◆ TEXT FOR ANALYSIS
· · · ·

Sunday

Forgive Me Father



We read the heartbreaking and maddening stories all the time: kids horribly treated by their parents, or caregivers. (One just happened here, matter of fact, leading to a thirty-year sentence). Tortured, beaten, starved, chained, locked in tiny rooms. And we know that in many, maybe most or all cases, the children still try to love their abusers, feel it's their fault; if they just try harder, the abuse will stop. The parent loves them, and this is how they show it. I deserve it, the kid thinks. I must do better.

When it's discovered, we grab the kids out of their homes, remove the abusers from society, and try to love the kids, tell them it's not them. It's their daddy. He's the bad person, and we'll keep you safe from him, we'll make him go away.

When mass murders occur, when kids are killed wantonly or accidentally or die slowly from a horrible disease, what do we do? Prayer circles. Our president shows up to pray with the grieving. We ask god's mercy and reaffirm our love for him and that we know he loves us. We pray to the one who, any way you look at Christian doctrine (fundamentalist, at least), allowed it to happen, caused it to happen, and ask for his blessing. We abnegate ourselves in favor of our abuser.

· · · ·

◆ DATASET ENTRIES
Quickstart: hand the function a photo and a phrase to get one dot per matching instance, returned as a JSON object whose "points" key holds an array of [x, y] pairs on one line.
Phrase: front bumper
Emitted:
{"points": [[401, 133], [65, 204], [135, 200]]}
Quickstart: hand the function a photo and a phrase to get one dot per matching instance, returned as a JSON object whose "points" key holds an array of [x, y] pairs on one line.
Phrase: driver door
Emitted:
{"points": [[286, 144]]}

· · · ·

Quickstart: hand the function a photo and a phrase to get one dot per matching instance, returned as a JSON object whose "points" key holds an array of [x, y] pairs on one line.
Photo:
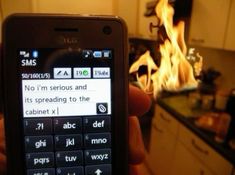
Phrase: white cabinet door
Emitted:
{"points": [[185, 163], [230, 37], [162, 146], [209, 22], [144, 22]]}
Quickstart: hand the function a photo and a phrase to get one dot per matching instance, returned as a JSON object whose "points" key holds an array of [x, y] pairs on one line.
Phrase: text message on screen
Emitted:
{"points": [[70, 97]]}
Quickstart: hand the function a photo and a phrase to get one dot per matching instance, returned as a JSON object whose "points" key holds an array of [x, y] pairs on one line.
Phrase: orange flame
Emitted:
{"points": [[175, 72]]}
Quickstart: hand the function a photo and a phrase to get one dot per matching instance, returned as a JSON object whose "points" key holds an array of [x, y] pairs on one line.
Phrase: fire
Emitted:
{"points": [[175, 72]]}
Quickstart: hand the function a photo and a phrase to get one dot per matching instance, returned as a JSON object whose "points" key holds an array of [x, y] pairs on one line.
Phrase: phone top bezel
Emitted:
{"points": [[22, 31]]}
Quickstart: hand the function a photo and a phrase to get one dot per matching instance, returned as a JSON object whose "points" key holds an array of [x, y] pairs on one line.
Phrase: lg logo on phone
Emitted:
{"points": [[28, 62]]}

· · · ·

◆ REQUIREMENT A
Reproduce the passage of the essay from "When it's discovered, we" to "him go away.".
◆ REQUIREMENT B
According to the essay, what sentence resulted from the local child abuse case it mentions?
◆ REQUIREMENT C
Explain why the essay says that, after tragedies, "we abnegate ourselves in favor of our abuser."
The rows have nothing to do with the essay.

◆ ANSWER A
When it's discovered, we grab the kids out of their homes, remove the abusers from society, and try to love the kids, tell them it's not them. It's their daddy. He's the bad person, and we'll keep you safe from him, we'll make him go away.

◆ ANSWER B
A thirty-year sentence.

◆ ANSWER C
After mass murders or the deaths of children, people pray to God, reaffirm their love for him, and ask for his blessing. Yet by Christian doctrine, at least the fundamentalist kind, he allowed or caused those deaths. So, like abused children who go on loving a parent who hurts them, people give themselves over to the one responsible.